(Object position labeling entries)
......
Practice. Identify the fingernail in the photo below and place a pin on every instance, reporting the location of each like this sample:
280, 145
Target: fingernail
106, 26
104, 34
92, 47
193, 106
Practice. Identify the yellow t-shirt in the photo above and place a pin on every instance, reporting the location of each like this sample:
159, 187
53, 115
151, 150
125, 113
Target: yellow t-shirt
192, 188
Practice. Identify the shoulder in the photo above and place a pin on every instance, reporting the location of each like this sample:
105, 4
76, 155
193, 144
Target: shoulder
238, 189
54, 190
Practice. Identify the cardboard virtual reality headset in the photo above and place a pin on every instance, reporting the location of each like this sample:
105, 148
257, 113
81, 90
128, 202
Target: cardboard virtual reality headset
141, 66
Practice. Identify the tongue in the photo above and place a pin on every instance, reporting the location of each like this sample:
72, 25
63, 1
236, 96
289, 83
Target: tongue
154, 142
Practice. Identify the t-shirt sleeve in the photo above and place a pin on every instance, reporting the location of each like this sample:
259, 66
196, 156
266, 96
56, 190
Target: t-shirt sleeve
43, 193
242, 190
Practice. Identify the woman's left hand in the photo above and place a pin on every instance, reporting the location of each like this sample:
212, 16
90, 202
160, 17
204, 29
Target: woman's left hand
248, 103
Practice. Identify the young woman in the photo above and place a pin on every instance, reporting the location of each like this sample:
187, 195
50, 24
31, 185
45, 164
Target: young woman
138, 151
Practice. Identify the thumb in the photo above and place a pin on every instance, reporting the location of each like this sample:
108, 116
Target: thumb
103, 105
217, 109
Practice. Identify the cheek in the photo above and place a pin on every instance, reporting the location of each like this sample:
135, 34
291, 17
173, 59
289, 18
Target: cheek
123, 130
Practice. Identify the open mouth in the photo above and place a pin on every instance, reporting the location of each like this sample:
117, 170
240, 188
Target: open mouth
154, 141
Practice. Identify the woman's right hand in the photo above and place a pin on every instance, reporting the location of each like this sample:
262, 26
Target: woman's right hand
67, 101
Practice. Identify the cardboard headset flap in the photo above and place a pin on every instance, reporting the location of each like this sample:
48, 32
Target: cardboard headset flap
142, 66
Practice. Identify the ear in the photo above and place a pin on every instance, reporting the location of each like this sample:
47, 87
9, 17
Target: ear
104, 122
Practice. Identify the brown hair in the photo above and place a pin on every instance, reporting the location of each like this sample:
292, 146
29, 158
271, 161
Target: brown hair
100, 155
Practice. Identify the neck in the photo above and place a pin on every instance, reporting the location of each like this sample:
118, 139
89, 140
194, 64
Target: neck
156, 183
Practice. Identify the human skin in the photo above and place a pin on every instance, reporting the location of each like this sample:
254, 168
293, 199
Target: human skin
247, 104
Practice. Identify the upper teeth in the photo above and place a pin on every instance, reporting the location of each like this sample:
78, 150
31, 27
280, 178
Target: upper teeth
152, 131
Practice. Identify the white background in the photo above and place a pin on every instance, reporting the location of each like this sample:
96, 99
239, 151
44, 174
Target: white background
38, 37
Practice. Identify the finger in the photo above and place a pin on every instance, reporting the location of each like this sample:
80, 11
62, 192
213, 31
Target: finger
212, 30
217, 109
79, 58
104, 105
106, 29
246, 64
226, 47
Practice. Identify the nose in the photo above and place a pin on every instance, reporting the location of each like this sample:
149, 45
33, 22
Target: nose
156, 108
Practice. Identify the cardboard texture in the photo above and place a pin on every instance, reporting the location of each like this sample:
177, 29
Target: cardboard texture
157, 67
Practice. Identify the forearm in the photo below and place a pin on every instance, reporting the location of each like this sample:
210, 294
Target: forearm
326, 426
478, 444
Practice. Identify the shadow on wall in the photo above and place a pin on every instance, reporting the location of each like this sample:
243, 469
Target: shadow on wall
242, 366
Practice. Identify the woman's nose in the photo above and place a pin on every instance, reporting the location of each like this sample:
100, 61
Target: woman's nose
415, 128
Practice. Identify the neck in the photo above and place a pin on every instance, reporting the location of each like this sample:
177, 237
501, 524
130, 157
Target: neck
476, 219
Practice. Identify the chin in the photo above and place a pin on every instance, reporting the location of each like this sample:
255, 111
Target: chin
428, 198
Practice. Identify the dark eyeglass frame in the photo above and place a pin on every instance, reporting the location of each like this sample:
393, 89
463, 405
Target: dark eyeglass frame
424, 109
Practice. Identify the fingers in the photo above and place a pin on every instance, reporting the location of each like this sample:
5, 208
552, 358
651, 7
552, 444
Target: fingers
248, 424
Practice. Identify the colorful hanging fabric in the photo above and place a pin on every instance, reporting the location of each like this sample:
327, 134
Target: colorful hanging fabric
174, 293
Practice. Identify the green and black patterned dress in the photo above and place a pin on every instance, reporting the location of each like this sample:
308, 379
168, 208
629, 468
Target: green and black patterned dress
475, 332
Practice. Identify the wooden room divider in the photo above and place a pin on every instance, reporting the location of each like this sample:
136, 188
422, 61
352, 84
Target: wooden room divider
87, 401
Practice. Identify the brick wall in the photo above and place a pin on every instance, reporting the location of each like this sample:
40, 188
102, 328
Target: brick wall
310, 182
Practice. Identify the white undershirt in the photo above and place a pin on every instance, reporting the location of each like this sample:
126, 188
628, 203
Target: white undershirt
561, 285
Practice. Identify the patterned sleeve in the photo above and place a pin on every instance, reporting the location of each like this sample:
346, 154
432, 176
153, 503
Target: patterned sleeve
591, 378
......
GOAL OF THE EXERCISE: Repeat word for word every line from the one that holds "Practice. Identify the chin" to the end. Both ends count.

THE OUTPUT:
Practice. Identify the chin in the photo above and place a pin on every instance, reporting the location of each like this sample:
255, 111
Target: chin
428, 198
Practice. Identify the dark eyeglass frame in the photo above and place a pin on every instance, reporting the location of each like this sample:
393, 89
463, 405
Target: dark eyeglass frame
424, 109
Practice. Identify the fingers in the photo above and place a pin on every instance, reporting the location of each like this sample:
5, 208
552, 358
651, 7
552, 444
Target: fingers
248, 424
Practice. Identify the colorful hanging fabric in the photo above and place a pin on every instance, reporting the location of each like this sample:
327, 134
Target: colorful hanging fabric
174, 293
Practice. Identify the green and black patterned dress in the photo above and place a pin on every instance, reporting the location of each like this sample:
308, 379
168, 208
629, 468
Target: green and black patterned dress
475, 332
Practice. Identify the wooden room divider in the photo above and place a pin on every instance, reporting the location of each like this sample:
136, 188
422, 61
352, 84
Target: wooden room divider
87, 401
Practice. Identify the brick wall in the photo above and place a pin on every instance, reporting the location of each like this sample:
40, 188
102, 328
Target: brick wall
310, 182
Practice. Identify the white undershirt in the photo above and place a pin on every instance, reporting the location of each like this sample:
126, 188
628, 203
Target: white undershirt
561, 285
Practice. Identify the patterned sleeve in the photo above and place a pin on every instance, reporting the location of each like this sample:
346, 154
432, 176
153, 503
Target: patterned sleeve
591, 378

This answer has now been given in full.